__EXERCISE BRIEF__
Filter the listing below down to the lines containing the word "Target".

*** Opening of MATERIAL TO PROCESS ***

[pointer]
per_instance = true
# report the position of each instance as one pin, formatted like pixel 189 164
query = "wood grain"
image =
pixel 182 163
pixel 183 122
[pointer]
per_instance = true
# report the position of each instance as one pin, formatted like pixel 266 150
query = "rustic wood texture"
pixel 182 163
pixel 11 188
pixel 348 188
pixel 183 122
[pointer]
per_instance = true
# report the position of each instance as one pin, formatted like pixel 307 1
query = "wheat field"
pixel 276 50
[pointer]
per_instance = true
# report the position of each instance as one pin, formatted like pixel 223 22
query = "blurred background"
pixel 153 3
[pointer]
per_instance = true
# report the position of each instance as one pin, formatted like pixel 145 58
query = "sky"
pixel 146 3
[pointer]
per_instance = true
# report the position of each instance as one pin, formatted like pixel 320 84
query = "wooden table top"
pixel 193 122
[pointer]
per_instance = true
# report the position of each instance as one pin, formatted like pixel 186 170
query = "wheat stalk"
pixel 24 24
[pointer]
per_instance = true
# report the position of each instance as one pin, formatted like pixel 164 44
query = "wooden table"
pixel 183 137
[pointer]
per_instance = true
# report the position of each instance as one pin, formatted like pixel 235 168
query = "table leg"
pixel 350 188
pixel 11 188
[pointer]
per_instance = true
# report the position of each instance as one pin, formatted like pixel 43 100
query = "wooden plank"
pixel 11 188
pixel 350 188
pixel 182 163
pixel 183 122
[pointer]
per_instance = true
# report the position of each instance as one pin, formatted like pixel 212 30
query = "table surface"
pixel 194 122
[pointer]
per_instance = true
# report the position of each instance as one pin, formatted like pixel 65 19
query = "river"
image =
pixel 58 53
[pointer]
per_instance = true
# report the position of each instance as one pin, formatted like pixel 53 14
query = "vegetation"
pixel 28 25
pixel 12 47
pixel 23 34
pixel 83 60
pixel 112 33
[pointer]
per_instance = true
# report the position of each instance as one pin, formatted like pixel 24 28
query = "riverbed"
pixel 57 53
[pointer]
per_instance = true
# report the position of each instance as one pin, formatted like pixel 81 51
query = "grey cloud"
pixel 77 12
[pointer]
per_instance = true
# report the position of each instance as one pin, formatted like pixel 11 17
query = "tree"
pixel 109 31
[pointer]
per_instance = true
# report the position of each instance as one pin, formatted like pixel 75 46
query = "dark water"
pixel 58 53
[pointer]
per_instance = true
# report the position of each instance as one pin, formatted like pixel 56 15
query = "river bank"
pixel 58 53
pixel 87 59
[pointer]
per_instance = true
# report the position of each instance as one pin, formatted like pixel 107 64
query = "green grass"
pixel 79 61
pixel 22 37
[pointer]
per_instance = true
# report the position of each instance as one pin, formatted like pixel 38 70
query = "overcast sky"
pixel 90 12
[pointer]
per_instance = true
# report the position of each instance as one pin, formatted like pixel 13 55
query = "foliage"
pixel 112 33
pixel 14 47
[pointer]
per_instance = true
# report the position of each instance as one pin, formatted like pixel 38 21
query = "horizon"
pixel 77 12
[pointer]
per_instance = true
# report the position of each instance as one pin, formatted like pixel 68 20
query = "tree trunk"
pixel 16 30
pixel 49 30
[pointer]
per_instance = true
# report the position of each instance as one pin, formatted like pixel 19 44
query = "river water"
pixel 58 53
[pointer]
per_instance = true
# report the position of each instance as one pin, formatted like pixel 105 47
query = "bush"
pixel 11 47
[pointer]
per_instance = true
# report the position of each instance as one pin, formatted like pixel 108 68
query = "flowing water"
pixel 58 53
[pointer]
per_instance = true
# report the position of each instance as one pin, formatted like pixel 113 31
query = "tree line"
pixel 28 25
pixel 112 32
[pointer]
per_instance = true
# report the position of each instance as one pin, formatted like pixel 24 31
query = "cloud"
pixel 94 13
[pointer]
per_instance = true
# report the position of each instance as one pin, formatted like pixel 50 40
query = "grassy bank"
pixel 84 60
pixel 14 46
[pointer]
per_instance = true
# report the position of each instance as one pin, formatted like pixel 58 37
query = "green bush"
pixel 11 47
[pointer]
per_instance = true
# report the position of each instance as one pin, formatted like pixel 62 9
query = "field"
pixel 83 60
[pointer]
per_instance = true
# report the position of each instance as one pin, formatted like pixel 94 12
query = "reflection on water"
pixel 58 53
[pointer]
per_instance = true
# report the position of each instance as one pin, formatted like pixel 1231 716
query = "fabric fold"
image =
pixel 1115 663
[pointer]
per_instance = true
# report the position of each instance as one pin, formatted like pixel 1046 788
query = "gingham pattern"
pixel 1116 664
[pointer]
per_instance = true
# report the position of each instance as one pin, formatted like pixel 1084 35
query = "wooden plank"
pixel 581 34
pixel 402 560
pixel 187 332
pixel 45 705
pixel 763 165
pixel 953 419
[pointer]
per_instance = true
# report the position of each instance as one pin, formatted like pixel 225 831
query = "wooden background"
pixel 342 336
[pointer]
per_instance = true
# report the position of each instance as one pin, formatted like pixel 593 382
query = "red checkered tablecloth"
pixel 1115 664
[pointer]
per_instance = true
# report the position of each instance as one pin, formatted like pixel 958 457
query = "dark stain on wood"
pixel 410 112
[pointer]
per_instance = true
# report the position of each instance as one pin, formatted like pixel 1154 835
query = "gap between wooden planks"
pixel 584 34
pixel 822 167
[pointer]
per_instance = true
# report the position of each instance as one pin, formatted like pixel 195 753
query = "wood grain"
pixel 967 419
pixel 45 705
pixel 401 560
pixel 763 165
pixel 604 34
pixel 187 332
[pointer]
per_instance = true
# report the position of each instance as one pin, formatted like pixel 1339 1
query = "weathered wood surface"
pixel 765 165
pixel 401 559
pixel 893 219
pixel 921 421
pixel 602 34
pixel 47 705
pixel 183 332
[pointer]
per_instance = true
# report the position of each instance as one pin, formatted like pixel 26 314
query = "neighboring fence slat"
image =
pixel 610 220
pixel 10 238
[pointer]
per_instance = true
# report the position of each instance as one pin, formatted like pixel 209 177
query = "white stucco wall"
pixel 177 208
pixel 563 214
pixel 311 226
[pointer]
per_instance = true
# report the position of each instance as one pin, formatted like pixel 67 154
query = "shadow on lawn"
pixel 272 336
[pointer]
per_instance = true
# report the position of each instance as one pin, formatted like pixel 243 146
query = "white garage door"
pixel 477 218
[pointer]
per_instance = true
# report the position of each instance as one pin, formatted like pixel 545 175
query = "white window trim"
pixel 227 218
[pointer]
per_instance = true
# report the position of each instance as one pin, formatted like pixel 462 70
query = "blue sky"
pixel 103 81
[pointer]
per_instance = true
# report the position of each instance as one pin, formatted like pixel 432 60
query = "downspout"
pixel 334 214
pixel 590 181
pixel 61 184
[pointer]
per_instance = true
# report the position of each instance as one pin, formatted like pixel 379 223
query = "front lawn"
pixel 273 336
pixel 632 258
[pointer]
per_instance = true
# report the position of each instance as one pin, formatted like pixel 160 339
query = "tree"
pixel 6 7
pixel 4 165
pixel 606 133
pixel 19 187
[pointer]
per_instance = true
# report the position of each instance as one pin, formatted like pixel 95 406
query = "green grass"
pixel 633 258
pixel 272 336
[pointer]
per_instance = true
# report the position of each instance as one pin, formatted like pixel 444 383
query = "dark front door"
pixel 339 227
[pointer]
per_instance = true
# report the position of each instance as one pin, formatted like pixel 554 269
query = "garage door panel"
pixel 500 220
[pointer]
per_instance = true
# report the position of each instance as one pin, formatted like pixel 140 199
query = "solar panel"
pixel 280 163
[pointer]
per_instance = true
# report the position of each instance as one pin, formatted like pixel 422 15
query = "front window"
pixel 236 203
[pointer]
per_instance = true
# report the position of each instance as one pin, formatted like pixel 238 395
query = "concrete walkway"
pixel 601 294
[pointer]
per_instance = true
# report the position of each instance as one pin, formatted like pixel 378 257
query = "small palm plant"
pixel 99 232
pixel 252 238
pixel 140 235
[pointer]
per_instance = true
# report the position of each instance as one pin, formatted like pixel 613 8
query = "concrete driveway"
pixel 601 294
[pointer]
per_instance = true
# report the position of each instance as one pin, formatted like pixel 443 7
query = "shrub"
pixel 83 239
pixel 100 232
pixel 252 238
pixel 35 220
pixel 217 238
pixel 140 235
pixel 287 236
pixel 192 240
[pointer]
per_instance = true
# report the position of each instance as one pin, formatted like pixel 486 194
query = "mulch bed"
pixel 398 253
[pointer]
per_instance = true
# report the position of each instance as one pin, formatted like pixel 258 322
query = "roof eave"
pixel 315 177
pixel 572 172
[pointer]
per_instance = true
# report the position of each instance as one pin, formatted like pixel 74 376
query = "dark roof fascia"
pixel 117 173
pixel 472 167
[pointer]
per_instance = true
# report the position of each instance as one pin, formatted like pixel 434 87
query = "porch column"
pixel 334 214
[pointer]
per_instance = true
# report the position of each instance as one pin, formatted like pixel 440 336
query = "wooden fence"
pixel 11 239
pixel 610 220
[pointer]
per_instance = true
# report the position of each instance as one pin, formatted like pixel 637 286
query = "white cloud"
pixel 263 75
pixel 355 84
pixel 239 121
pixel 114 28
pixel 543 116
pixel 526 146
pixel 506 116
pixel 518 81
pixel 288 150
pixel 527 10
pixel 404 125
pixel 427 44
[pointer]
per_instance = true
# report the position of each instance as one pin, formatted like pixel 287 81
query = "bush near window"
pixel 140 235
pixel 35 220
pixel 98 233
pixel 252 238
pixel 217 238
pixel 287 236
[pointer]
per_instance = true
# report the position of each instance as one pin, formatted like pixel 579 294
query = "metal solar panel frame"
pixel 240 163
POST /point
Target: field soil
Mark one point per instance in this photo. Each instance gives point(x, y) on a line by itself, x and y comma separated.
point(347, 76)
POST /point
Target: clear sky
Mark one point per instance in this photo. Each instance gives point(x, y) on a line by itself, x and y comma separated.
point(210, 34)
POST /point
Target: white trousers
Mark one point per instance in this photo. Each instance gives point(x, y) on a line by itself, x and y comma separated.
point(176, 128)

*** Close of MATERIAL TO PROCESS ***

__SOLUTION TO THIS PROBLEM__
Target: field soil
Target: clear sky
Target: white trousers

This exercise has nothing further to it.